Written request 1:
Answer these from the passage on covariate ME in spatial models:
(a) Which two concentrations does it give as examples of pollution levels that are difficult to measure?
(b) According to Li et al. (2009), what does ignoring ME result in?
(c) What is the common goal of the investigations that include covariates information in the covariance structure?

Selected text:
****************

In practice, many environmental phenomena act on a very large scale and occasionally within areas with rough terrain and poor infrastructure. This makes maintaining gauges challenging, expensive and naturally with ME. For example, pollution level, e.g., ammonium (\(\mathrm {NH_{4}^+}\)) or nitrite (\(\mathrm {NO_{2}^-}\)) concentration (as explanatory variables in modeling groundwater nitrate concentration, see Nolan and Stoner, 2000), is difficult to measure and is often approximated by using the distance from a polluted site or by using the measures at a few monitoring sites. In the last decade, the impact of covariate ME on spatial regression modeling has been received increasing attention. Li et al. (2009) showed that ignoring ME results in attenuated regression coefficient (naive) estimates and inflated variance components. Some other works in this area include Huque et al. (2014), Huque et al. (2016) and Alexeeff et al. (2016). On the other hand, it is clear and expected that ME in the covariates can affect the covariance function. More precisely, covariate ME (when the covariates are included in the covariance function,) presents a new spatial correlation structure based on including covariates information, i.e., ME variance (Bueno et al. 2017). Including covariates information in the covariance structure of the process under study has recently become popular in the context of spatial models (Schmidt et al. 2011; Reich et al. 2011; Ingebrigtsen et al. 2014; Neto et al. 2014; Bueno et al. 2017). The common goal of these investigations is to consider more flexible models to accommodate non-stationarity, non-isotropicity or heteroscedasticity. However, none of these works considered covariate ME which is evidently one of the potential contributors to environmental exposures.

****************

Listed records:

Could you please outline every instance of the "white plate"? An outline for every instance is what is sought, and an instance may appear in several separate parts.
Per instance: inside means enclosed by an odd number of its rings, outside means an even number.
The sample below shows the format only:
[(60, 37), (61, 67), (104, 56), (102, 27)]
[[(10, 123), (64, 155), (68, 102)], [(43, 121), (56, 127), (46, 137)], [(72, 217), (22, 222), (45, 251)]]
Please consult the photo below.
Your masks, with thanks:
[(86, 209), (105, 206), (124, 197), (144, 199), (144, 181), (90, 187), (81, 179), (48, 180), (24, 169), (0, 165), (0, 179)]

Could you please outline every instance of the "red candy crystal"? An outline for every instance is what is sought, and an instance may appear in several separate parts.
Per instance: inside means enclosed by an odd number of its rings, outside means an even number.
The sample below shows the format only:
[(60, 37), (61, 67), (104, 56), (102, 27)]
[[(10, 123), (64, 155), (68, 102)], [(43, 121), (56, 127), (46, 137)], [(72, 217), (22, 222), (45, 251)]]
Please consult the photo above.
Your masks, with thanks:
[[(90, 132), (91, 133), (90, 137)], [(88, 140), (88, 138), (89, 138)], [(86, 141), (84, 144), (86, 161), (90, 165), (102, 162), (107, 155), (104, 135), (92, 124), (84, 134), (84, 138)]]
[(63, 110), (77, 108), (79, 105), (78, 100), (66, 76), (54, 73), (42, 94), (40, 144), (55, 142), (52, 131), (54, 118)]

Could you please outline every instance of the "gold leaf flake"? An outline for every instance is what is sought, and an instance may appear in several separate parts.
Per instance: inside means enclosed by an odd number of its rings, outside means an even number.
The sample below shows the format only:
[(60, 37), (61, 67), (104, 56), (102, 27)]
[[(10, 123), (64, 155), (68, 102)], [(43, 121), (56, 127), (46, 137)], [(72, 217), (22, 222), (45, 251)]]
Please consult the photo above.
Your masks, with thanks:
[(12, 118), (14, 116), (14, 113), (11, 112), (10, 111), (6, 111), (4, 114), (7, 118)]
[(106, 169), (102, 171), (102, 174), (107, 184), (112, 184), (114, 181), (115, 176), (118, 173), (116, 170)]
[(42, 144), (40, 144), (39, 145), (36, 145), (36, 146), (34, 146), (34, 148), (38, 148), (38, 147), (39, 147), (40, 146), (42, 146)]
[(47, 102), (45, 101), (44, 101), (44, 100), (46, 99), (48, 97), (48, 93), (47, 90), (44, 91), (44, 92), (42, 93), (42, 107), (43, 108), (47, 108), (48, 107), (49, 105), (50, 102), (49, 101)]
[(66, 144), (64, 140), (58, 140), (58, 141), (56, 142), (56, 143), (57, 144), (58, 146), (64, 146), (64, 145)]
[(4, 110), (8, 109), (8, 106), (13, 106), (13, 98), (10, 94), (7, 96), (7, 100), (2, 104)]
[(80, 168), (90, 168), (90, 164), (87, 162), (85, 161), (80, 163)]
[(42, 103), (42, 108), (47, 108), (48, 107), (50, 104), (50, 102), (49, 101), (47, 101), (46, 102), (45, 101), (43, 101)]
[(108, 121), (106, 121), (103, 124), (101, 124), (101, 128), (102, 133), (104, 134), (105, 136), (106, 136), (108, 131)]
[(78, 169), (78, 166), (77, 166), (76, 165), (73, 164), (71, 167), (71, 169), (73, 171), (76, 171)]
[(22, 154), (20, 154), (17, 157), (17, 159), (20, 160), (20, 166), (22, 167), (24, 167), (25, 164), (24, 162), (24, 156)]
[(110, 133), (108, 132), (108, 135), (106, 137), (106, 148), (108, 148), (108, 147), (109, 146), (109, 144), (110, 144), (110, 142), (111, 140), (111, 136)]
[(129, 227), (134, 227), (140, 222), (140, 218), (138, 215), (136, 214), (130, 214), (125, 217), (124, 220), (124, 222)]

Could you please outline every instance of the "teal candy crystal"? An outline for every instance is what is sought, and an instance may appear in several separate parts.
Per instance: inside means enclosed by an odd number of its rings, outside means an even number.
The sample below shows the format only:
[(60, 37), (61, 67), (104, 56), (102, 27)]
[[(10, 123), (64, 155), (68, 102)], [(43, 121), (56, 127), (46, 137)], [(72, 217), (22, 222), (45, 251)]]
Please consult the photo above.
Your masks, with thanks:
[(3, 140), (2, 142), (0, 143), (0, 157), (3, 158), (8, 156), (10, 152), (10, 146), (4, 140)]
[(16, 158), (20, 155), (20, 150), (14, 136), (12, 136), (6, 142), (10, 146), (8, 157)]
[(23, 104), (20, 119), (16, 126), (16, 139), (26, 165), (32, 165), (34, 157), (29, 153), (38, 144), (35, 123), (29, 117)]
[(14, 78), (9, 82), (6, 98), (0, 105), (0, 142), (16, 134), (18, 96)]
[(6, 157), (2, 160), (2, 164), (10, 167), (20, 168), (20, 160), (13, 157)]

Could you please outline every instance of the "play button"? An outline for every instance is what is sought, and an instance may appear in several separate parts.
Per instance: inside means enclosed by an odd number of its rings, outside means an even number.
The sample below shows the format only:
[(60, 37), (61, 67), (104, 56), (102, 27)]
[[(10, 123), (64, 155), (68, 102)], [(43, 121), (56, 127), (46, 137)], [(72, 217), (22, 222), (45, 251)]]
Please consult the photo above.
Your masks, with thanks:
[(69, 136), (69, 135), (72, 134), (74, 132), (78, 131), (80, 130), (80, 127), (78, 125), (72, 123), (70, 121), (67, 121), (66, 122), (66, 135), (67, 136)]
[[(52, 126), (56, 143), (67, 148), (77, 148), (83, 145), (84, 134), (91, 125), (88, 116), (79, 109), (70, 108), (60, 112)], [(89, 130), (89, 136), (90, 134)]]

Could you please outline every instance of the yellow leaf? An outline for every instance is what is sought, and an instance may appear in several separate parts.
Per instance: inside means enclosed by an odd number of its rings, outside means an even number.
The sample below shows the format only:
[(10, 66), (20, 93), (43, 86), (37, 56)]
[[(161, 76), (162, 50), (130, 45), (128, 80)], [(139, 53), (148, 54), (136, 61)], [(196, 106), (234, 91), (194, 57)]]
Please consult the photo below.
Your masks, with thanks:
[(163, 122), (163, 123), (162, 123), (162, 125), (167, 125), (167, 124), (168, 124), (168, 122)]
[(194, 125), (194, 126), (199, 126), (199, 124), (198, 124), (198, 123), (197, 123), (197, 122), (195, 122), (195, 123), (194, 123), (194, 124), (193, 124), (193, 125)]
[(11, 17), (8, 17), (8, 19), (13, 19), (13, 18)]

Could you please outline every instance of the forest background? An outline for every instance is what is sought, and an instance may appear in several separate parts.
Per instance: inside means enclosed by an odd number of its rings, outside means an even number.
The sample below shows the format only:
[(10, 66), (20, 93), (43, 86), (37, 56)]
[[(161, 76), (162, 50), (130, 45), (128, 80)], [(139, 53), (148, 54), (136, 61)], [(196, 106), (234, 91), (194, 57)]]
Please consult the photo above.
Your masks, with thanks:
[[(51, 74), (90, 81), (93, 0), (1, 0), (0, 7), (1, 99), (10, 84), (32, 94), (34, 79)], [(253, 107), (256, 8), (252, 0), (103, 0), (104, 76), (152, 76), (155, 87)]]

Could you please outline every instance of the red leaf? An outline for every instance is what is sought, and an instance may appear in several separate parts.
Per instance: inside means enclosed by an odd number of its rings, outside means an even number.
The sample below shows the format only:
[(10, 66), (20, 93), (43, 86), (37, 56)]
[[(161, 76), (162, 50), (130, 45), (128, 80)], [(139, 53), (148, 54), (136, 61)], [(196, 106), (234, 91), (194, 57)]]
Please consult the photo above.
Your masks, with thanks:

****************

Written request 2:
Lay out the listing, from its first line up to and including the line with "165), (0, 179)]", as a Markdown table with the columns n and Line, numbering rows from 1 and leaving out blank lines.

Worked solution 1:
(a) Ammonium (NH₄⁺) and nitrite (NO₂⁻) concentration.
(b) Attenuated regression coefficient (naive) estimates and inflated variance components.
(c) To consider more flexible models to accommodate non-stationarity, non-isotropicity or heteroscedasticity.

Worked solution 2:
| n | Line |
|---|---|
| 1 | Could you please outline every instance of the "white plate"? An outline for every instance is what is sought, and an instance may appear in several separate parts. |
| 2 | Per instance: inside means enclosed by an odd number of its rings, outside means an even number. |
| 3 | The sample below shows the format only: |
| 4 | [(60, 37), (61, 67), (104, 56), (102, 27)] |
| 5 | [[(10, 123), (64, 155), (68, 102)], [(43, 121), (56, 127), (46, 137)], [(72, 217), (22, 222), (45, 251)]] |
| 6 | Please consult the photo below. |
| 7 | Your masks, with thanks: |
| 8 | [(86, 209), (105, 206), (124, 197), (144, 199), (144, 181), (90, 187), (81, 179), (48, 180), (24, 169), (0, 165), (0, 179)] |